The most common misapplication is treating stewardship as a one-time secret vaulting exercise, which occurs when teams store credentials securely but never govern who can mint, reuse, or retire them.
Examples and Use Cases
Implementing credential stewardship rigorously often introduces operational friction, requiring organisations to weigh developer convenience and workflow speed against tighter lifecycle control and lower breach exposure.
- A CI/CD pipeline uses short-lived deployment tokens instead of static cloud keys, with automatic rotation after each release.
- A third-party integration receives a scoped API key that is tracked in inventory, expires on schedule, and is revoked when the contract ends.
- A service account certificate is renewed through an approved workflow rather than being manually copied into a shared drive.
- A security team removes secrets from chat threads and tickets, replacing them with references to a managed secret store, as discussed in the Guide to the Secret Sprawl Challenge.
- An organisation adopts dynamic issuance patterns described in Ultimate Guide to NHIs — Static vs Dynamic Secrets and aligns review criteria to the OWASP Non-Human Identity Top 10.
These patterns are most effective when the credential owner, issuing system, and revocation trigger are all explicit.
Why It Matters in NHI Security
Credential stewardship is where NHI governance becomes operational. When it is weak, secrets are shared through insecure channels, forgotten after project completion, or left active long after the workload or vendor should have lost access. NHIMG research shows that 23.7% of organisations still share secrets through insecure methods such as email or messaging applications, and 88.5% acknowledge that their non-human IAM practices lag behind or are merely on par with human IAM efforts, according to The 2024 Non-Human Identity Security Report.

──────

# REQUIRED TASKS:
1 > Name every guide, report, or list that the credential stewardship text mentions by title.
2 > Extend the credential stewardship text with a few more sentences, starting right after its final sentence.
None of the entries are needed here.

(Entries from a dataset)
──────

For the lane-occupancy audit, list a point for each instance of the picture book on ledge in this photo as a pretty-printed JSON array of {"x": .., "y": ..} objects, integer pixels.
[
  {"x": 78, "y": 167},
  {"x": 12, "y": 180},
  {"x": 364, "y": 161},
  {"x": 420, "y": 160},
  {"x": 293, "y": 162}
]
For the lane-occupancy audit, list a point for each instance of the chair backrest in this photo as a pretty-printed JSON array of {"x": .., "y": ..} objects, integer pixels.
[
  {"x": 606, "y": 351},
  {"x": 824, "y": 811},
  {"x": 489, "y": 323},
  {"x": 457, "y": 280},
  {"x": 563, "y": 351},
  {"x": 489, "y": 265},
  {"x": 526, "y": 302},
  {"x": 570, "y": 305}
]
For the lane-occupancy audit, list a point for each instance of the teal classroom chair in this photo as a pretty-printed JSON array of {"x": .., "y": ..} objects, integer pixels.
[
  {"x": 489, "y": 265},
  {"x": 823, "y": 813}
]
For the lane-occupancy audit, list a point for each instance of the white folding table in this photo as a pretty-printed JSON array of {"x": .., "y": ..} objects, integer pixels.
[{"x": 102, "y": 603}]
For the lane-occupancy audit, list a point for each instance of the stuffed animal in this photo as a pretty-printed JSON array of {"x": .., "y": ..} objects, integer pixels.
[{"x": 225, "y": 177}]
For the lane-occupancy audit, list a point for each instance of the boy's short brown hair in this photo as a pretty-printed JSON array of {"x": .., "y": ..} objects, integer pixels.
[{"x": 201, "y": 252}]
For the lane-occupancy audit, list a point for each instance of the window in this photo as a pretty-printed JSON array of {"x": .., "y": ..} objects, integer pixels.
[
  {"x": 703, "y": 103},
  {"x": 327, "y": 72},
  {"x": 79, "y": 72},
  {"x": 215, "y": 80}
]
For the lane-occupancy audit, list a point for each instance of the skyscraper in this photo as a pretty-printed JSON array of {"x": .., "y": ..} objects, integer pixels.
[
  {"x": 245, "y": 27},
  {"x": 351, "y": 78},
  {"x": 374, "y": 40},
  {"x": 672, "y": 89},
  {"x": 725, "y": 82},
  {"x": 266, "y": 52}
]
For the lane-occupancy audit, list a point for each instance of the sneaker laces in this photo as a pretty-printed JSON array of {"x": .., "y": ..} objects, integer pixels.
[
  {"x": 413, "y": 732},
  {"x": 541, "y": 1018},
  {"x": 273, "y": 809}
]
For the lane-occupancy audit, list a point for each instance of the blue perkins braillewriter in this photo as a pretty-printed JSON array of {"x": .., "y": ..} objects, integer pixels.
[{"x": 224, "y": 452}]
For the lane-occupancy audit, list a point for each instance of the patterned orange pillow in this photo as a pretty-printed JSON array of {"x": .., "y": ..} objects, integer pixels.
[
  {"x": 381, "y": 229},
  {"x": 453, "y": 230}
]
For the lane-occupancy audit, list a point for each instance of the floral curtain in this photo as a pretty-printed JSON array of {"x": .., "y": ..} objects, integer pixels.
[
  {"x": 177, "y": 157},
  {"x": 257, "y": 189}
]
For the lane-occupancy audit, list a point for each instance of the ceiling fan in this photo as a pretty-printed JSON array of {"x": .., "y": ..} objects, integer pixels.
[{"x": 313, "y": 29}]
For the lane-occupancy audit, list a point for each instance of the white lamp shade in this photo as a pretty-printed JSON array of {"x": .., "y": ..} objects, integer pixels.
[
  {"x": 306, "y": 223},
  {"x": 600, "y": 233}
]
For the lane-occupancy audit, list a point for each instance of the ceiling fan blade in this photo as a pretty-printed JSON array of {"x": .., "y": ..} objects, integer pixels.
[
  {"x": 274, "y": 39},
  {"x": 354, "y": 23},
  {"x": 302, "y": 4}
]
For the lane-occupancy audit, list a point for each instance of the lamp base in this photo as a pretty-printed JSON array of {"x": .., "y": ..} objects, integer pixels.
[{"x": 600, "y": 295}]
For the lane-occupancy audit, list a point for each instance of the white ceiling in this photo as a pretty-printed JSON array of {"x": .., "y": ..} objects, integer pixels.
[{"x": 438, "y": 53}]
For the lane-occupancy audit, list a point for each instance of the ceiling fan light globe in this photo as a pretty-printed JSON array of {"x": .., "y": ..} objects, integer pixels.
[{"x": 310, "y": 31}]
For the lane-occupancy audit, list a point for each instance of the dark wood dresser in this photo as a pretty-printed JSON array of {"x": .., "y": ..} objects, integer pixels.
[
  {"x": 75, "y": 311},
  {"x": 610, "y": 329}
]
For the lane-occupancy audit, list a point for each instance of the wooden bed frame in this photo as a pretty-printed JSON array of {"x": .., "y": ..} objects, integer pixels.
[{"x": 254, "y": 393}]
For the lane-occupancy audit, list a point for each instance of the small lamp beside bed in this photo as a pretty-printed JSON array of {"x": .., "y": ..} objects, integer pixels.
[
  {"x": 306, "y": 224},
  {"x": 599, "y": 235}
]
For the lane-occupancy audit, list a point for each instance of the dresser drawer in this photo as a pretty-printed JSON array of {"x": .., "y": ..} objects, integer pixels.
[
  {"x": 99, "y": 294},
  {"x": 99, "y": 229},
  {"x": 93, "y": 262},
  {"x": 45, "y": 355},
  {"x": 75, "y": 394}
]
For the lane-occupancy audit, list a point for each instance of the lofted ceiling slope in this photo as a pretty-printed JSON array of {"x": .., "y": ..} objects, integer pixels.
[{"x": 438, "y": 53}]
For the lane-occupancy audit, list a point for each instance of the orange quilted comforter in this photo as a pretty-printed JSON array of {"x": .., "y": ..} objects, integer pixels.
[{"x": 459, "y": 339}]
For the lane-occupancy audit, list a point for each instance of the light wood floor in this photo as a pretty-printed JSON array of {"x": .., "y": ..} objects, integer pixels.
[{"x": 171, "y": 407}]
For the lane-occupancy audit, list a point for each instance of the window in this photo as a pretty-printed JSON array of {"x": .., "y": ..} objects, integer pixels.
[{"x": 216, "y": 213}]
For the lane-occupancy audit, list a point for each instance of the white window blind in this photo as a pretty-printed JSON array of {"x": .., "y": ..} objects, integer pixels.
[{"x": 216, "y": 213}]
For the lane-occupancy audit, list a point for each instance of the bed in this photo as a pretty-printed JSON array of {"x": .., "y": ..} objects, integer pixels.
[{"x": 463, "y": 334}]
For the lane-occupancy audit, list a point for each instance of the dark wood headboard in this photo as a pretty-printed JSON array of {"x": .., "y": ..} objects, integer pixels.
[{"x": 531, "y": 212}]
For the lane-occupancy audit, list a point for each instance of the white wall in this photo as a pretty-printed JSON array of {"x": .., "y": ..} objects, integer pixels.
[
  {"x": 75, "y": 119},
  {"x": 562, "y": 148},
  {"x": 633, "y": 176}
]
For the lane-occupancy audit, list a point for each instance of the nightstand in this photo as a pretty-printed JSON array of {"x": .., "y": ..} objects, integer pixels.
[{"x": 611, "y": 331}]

──────

# SET OF ANSWERS:
1 >
- Guide to the Secret Sprawl Challenge
- Ultimate Guide to NHIs — Static vs Dynamic Secrets
- OWASP Non-Human Identity Top 10
- The 2024 Non-Human Identity Security Report

2 >
That gap matters because credential misuse is rarely a theoretical risk. Exposed secrets in supply chain systems, cloud environments, and AI workflows can be discovered and abused quickly, especially when static credentials remain valid across multiple services. Incidents described in the Reviewdog GitHub Action supply chain attack and the 230M AWS environment compromise show how unmanaged secrets expand blast radius across environments and partners. Organisational control failures often become visible only after a leaked credential is used, at which point credential stewardship becomes operationally unavoidable to address.
Standards & Framework Alignment
This section maps relevant standards and security frameworks to the operational risks and controls described in this guidance.
OWASP Non-Human Identity Top 10 address the attack and risk surface, while NIST SP 800-63 and NIST CSF 2.0 set the governance and control requirements practitioners need to meet.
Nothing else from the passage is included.